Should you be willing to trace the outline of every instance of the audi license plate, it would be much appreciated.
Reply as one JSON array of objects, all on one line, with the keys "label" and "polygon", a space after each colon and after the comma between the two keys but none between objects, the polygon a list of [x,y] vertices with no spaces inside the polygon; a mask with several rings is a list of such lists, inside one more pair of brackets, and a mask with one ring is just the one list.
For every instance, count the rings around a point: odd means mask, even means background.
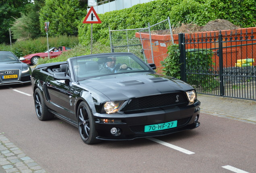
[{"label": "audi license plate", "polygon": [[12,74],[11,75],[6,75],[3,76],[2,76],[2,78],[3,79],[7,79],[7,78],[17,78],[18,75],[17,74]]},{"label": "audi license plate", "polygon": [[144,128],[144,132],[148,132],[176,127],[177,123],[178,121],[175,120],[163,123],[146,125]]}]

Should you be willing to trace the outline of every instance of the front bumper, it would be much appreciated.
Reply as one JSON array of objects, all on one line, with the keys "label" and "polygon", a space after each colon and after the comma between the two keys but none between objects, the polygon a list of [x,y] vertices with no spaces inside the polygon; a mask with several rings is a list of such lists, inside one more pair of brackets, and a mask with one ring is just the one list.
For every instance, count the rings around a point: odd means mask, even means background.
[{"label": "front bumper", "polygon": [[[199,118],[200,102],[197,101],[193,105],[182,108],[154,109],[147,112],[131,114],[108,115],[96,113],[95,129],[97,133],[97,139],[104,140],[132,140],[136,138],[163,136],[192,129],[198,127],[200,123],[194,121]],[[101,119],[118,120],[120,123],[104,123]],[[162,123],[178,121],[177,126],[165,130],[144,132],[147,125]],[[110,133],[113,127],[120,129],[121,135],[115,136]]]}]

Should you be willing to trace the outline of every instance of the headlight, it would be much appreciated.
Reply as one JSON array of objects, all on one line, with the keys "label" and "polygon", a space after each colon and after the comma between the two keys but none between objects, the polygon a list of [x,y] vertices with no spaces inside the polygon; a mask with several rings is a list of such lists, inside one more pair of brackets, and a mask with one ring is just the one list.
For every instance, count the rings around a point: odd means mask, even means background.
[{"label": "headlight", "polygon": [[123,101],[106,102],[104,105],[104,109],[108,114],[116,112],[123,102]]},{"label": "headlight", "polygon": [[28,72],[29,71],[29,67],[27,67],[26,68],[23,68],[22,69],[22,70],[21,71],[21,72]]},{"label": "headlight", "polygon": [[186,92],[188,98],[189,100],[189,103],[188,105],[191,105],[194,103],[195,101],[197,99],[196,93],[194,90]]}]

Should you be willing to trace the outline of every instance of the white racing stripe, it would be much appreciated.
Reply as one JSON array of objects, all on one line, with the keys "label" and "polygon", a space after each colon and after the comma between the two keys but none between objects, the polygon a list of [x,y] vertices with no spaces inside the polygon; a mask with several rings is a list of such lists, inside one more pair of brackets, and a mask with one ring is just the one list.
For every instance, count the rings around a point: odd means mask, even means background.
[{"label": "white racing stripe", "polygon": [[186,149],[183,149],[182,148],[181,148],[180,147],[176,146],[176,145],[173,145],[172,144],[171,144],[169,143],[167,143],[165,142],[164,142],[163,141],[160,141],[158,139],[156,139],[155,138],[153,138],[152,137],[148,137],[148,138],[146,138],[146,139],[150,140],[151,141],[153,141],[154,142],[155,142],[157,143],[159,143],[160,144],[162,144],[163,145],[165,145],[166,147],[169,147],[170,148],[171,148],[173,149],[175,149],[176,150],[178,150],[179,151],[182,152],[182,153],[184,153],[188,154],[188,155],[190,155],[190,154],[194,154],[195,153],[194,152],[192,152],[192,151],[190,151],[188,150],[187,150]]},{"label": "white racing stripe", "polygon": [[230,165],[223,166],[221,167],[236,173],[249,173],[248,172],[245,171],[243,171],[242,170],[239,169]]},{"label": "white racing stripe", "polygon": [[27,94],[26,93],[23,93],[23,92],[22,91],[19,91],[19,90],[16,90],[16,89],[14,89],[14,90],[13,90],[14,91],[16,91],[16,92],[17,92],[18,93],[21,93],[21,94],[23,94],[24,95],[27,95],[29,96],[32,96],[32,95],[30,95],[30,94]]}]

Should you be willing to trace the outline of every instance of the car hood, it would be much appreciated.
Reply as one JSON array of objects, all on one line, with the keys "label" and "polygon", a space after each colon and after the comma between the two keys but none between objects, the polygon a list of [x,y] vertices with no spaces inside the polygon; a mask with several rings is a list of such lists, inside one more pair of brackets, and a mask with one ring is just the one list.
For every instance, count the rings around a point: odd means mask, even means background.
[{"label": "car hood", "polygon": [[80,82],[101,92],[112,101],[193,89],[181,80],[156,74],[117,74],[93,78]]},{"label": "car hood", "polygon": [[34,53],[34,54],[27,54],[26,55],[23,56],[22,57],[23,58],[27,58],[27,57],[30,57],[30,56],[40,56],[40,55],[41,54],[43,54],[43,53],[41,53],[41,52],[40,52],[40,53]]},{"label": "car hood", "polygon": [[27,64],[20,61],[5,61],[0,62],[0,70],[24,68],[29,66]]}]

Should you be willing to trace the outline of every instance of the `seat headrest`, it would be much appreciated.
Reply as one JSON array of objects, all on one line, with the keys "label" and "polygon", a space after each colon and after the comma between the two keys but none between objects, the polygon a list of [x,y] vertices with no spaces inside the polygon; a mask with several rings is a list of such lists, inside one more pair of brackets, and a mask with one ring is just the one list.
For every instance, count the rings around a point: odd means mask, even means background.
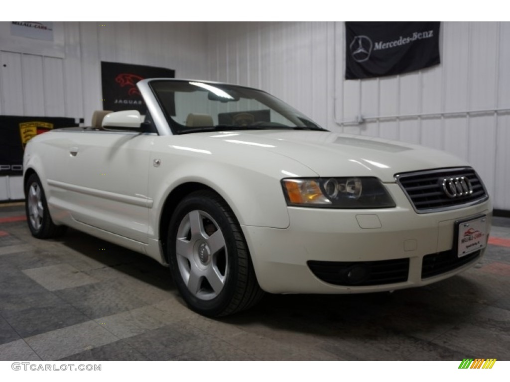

...

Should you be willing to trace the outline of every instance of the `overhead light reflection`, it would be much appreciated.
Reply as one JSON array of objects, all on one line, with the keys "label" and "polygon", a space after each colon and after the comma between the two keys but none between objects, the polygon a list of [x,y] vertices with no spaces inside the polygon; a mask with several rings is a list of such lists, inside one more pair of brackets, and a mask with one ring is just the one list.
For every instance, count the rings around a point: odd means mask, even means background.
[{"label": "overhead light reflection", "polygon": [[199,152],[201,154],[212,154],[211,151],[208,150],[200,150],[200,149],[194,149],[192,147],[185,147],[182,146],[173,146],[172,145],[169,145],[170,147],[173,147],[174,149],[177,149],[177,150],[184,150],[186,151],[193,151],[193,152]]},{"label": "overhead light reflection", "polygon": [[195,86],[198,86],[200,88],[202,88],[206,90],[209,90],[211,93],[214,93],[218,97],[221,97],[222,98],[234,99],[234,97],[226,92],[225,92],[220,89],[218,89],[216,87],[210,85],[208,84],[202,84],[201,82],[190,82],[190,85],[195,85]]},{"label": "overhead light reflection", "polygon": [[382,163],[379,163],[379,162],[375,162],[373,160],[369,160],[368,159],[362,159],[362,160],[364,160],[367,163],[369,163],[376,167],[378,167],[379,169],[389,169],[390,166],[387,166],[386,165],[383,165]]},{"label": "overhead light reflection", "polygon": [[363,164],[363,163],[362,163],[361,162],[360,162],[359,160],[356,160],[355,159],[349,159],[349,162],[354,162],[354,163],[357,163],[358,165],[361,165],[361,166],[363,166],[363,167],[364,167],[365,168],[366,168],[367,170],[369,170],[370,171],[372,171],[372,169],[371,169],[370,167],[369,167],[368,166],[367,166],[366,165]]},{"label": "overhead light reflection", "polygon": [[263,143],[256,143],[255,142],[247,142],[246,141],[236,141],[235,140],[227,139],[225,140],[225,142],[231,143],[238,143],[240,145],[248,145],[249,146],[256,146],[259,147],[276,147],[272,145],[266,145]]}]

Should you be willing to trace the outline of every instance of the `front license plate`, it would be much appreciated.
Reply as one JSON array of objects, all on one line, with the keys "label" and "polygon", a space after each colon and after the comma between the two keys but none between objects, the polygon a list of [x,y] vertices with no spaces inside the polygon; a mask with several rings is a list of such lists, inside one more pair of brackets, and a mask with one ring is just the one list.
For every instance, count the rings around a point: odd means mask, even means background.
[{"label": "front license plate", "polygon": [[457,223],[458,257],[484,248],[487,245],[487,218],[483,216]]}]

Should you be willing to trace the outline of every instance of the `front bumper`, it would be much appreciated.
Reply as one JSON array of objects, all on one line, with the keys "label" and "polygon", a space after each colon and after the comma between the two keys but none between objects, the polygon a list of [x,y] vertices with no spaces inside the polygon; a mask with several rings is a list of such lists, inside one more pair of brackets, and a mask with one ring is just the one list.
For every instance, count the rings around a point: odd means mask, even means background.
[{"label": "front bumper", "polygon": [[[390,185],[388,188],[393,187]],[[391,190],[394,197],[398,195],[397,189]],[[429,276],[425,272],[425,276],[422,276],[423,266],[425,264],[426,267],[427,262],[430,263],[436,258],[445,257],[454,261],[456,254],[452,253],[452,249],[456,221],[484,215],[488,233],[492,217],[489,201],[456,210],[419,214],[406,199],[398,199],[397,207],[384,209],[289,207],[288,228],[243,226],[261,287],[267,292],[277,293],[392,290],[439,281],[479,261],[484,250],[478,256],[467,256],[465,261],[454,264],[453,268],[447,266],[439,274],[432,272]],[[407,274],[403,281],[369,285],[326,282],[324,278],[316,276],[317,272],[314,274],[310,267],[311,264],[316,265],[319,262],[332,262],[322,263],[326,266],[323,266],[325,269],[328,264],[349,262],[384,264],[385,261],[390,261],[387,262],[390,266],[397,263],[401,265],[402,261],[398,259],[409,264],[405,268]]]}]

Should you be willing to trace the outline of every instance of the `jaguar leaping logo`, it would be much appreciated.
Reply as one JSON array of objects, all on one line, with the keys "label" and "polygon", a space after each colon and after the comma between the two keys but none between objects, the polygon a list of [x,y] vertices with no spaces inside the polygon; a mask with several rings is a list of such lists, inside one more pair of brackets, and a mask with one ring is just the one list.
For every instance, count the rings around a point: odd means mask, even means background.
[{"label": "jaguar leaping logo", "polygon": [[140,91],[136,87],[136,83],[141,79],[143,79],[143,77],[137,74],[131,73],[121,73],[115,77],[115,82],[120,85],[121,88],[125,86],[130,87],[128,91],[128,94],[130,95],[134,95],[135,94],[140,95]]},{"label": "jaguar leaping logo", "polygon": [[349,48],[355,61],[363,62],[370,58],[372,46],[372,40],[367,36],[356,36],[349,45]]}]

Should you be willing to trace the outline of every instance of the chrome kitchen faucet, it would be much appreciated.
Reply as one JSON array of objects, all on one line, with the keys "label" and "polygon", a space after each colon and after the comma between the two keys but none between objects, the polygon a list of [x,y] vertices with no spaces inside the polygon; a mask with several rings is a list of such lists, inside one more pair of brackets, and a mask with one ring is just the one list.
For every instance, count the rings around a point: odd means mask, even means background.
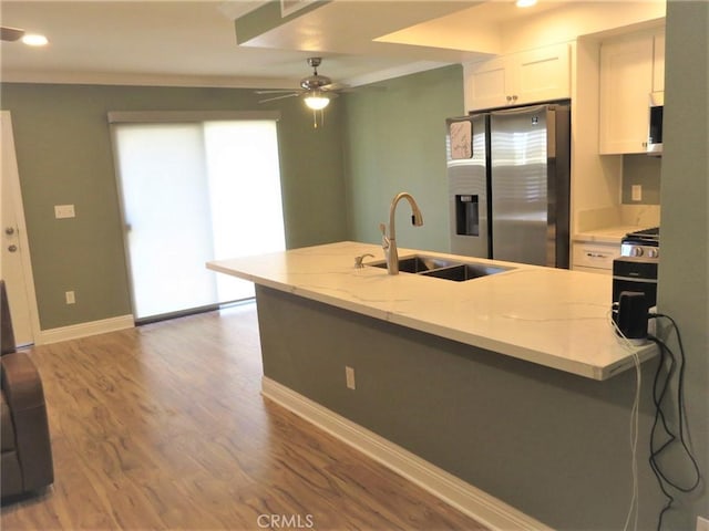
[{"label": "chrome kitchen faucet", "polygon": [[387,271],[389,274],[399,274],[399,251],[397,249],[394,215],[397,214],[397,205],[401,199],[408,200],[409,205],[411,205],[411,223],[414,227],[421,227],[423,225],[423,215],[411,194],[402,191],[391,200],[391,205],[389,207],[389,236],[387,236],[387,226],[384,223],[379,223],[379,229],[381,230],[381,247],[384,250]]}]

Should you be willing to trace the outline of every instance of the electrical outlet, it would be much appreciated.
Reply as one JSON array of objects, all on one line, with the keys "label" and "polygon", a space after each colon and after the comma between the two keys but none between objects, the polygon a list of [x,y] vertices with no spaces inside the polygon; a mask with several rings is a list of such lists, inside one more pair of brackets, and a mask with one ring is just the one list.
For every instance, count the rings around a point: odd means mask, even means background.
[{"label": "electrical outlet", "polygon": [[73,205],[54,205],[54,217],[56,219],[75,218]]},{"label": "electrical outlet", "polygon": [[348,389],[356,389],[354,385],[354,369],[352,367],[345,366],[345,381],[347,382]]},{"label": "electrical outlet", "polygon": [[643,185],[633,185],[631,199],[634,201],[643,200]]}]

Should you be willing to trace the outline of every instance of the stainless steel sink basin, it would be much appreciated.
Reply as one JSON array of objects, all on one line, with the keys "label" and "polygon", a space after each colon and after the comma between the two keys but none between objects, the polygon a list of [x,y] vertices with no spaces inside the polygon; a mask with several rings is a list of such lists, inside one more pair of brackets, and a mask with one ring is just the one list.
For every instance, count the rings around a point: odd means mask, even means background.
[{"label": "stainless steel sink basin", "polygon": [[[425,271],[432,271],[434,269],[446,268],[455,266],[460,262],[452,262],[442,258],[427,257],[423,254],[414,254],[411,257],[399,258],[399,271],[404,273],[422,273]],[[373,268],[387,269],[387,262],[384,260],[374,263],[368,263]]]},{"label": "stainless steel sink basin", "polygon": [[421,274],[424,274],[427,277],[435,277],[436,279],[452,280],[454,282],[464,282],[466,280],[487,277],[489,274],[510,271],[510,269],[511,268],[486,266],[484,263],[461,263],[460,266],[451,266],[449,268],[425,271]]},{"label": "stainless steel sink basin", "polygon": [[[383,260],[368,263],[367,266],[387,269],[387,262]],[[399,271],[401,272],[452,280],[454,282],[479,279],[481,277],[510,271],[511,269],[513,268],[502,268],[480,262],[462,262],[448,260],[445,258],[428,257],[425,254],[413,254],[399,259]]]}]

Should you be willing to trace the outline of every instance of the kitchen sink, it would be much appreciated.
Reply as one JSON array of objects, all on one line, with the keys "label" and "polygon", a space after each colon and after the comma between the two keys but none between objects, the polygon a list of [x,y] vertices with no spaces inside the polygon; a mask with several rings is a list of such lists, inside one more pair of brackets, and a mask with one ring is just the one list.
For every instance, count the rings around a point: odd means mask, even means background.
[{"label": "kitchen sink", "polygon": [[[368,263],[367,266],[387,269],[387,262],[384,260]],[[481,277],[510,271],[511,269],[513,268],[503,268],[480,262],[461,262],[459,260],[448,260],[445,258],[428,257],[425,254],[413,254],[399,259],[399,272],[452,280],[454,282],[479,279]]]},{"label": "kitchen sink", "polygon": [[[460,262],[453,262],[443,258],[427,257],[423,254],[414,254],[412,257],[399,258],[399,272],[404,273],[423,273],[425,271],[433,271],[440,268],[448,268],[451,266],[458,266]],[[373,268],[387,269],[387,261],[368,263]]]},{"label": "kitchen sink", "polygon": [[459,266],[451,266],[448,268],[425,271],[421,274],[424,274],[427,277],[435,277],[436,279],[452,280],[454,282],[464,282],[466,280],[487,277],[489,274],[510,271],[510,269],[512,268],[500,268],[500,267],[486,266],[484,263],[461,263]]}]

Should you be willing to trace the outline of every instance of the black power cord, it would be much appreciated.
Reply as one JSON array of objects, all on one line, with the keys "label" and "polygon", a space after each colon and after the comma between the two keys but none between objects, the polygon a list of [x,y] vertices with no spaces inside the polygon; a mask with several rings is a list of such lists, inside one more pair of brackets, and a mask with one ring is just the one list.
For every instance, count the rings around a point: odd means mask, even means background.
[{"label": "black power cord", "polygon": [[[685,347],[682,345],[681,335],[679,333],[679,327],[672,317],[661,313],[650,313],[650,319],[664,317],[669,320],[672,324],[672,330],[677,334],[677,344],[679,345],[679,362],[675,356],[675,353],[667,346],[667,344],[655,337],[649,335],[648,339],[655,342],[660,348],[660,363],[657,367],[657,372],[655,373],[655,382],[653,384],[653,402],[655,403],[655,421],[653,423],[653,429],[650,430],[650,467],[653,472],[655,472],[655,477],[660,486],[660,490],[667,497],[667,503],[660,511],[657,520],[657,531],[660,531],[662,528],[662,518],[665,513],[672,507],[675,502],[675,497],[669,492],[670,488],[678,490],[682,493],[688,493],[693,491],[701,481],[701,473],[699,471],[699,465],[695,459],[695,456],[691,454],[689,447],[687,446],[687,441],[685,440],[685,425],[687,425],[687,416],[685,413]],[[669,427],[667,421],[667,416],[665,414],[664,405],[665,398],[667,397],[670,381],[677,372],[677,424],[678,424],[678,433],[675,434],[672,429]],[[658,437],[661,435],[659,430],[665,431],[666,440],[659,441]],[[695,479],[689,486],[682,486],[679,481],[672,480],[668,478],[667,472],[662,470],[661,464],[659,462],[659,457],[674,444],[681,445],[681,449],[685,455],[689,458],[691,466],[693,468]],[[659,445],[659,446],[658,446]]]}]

Instructions to follow: Pick out and copy every line of the records above that contains the string "seat". The match is case-sensitive.

Right answer:
Should you be willing to trace the outline of every instance of the `seat headrest`, it would be much appreciated.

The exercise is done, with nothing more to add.